PAGE EXCERPT →

# Easy day today : )



## benthepainter (Jun 17, 2011)

Nice easy job just two coats of Blue client already washed walls down so just brush & roll


----------



## Brian C (Oct 8, 2011)

whatcha use Ben ? Looks like weathershield gloss.


----------



## benthepainter (Jun 17, 2011)

Brian C said:
 

> whatcha use Ben ? Looks like weathershield gloss.


G'day Brian 

I'm not sure what the product was ??????? I had the job booked in for today and the client already purchased paint ? I went to get the paint yesterday 

He said it was lowsheen and the same product they used before . I was going to put Weathershield semi or gloss 

I love charging for my scaffold hire : ) as it cost me enough why not : )


----------



## chrisn (Jul 15, 2007)

Damn, if that is low sheen, the gloss would blind you.


----------



## benthepainter (Jun 17, 2011)

chrisn said:


> Damn, if that is low sheen, the gloss would blind you.

[Stored dataset items]
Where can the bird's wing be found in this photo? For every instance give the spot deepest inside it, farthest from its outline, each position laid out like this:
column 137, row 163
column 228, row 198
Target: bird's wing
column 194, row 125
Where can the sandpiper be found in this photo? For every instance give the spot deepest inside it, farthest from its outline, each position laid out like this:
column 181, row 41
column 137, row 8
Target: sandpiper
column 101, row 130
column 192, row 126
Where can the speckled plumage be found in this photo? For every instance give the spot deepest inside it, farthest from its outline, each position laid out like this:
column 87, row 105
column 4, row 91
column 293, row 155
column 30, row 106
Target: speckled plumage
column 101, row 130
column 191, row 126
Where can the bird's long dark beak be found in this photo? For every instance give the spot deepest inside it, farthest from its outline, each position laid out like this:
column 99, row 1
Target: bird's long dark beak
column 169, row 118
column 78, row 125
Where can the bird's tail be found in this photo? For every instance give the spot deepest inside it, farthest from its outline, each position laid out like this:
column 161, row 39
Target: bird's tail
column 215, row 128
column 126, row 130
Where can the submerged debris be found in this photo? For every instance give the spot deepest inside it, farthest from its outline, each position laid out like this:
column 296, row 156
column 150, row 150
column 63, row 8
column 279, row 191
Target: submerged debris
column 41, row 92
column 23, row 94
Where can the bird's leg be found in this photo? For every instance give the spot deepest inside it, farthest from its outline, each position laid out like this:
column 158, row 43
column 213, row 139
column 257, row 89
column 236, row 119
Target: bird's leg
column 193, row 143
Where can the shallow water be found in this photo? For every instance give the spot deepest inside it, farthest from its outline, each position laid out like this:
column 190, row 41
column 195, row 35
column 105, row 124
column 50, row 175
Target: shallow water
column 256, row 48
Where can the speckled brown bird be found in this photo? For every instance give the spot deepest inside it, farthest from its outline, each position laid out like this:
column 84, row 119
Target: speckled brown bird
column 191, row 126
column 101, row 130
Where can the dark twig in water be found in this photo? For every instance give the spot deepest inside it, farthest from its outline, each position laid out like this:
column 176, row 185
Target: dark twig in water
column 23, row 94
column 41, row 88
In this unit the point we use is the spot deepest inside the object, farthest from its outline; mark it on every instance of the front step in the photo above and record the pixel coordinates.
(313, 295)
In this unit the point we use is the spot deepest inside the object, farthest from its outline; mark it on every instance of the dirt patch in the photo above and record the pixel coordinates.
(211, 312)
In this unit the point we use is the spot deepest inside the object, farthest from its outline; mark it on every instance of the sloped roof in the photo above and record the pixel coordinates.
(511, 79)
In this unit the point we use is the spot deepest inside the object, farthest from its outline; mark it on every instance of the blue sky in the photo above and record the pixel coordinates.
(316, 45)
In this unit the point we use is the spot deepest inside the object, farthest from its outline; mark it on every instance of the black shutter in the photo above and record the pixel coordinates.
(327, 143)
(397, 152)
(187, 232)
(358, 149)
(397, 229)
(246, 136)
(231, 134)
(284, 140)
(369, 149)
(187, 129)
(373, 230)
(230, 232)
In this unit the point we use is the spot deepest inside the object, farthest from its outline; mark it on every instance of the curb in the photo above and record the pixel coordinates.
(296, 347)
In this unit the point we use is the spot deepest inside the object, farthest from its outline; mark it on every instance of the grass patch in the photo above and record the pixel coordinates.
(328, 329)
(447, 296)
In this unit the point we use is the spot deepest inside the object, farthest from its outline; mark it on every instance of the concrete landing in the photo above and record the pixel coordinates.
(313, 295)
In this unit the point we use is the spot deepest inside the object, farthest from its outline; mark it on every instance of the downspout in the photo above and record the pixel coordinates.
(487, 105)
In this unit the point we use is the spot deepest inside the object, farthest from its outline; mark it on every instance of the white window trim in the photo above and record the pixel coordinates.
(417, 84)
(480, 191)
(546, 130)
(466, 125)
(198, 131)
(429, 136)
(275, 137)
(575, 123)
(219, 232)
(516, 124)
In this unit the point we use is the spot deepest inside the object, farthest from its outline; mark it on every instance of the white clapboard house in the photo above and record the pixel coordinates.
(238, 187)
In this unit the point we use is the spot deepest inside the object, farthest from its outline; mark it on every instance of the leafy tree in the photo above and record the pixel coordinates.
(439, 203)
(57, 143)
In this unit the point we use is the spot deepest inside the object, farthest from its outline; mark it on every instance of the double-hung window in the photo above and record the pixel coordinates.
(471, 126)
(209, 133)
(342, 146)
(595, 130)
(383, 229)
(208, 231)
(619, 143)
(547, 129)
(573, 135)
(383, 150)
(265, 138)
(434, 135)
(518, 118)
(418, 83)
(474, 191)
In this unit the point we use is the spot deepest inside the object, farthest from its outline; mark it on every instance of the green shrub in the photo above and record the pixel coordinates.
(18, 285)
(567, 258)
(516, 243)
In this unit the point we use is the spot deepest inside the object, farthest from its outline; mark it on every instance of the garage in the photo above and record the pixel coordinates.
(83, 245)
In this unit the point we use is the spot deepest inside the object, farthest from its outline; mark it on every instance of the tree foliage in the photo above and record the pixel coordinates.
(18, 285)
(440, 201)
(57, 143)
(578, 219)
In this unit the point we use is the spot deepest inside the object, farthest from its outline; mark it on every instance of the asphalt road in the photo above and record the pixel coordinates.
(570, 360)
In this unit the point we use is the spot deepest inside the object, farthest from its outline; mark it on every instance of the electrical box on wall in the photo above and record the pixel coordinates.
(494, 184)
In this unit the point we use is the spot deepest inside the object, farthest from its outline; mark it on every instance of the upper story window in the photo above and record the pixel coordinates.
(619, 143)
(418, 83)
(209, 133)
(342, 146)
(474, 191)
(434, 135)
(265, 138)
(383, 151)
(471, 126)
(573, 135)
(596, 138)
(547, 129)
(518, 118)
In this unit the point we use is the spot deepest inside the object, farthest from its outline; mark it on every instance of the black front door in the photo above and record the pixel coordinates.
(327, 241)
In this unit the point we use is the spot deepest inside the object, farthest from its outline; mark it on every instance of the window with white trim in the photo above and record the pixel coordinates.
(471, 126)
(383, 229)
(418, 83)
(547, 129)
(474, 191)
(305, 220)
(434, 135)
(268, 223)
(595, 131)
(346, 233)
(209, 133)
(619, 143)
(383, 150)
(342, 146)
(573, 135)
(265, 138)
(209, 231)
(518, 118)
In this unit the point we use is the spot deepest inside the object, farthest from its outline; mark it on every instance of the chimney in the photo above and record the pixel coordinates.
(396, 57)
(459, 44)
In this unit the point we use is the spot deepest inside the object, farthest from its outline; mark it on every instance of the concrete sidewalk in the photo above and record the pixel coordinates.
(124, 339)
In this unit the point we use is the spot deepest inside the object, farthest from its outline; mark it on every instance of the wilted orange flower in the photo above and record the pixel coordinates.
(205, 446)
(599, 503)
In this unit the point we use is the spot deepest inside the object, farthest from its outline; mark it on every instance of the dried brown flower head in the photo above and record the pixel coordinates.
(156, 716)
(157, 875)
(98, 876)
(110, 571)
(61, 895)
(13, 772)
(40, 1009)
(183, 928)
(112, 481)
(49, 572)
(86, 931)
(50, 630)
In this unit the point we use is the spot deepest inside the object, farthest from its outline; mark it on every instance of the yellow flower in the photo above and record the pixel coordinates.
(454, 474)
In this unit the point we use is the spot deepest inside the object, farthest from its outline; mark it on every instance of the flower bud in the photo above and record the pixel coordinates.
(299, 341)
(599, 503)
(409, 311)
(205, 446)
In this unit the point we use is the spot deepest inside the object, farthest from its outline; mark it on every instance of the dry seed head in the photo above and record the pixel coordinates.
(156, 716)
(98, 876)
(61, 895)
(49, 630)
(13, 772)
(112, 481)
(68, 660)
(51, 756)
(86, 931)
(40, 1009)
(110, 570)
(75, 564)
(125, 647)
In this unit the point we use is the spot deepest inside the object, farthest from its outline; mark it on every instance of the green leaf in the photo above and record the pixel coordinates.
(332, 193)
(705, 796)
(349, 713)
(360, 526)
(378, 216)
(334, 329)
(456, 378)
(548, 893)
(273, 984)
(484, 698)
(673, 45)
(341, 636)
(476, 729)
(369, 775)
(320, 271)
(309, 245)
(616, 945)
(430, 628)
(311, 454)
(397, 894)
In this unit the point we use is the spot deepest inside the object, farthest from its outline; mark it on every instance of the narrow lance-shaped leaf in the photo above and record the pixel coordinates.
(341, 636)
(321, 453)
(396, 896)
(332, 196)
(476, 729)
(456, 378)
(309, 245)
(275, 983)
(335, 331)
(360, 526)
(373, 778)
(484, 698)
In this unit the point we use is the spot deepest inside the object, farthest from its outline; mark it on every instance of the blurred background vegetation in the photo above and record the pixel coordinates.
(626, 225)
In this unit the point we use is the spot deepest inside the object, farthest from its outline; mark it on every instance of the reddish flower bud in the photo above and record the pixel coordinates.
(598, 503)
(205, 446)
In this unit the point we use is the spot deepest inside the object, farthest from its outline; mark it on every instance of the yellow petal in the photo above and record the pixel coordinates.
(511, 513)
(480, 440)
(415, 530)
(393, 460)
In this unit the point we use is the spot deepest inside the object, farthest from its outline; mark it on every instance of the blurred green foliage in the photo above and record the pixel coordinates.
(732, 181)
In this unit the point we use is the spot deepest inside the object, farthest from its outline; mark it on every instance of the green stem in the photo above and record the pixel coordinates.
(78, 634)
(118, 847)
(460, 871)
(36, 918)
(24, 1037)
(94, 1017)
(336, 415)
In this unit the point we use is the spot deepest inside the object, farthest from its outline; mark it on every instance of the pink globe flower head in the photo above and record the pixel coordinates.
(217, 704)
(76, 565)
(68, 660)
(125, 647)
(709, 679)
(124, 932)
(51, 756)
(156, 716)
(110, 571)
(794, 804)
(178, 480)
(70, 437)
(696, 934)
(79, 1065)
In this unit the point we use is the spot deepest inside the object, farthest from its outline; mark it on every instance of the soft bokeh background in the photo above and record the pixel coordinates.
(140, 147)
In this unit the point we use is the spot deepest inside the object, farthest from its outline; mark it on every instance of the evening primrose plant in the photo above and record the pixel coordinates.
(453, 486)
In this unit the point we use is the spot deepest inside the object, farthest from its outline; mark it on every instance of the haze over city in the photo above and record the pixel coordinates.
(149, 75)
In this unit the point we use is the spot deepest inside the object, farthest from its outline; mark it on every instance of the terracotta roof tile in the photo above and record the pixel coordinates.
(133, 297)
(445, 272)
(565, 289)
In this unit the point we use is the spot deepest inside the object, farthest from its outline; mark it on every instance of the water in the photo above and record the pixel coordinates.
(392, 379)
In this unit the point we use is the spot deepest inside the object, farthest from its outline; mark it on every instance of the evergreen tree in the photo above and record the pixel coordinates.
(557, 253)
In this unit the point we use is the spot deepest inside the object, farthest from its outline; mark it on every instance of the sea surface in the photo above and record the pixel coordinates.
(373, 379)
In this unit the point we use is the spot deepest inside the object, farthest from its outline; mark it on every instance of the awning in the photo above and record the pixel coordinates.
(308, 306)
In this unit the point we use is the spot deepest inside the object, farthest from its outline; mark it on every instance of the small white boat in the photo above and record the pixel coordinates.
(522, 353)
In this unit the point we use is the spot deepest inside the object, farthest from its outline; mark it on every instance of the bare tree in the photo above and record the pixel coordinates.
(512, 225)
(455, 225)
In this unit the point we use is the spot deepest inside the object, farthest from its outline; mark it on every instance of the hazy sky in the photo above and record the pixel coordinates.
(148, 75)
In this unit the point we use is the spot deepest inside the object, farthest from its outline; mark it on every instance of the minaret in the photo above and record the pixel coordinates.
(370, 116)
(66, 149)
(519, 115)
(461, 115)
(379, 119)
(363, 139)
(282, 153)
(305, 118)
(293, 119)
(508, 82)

WHAT IS EXPECTED → Rewrite the painting thread from "I'm not sure" to "why not : )", swapping "scaffold" for "ladder". The stored dataset items aren't needed for anything here.

TASK RESULT →
I'm not sure what the product was ??????? I had the job booked in for today and the client already purchased paint ? I went to get the paint yesterday 

He said it was lowsheen and the same product they used before . I was going to put Weathershield semi or gloss 

I love charging for my ladder hire : ) as it cost me enough why not : )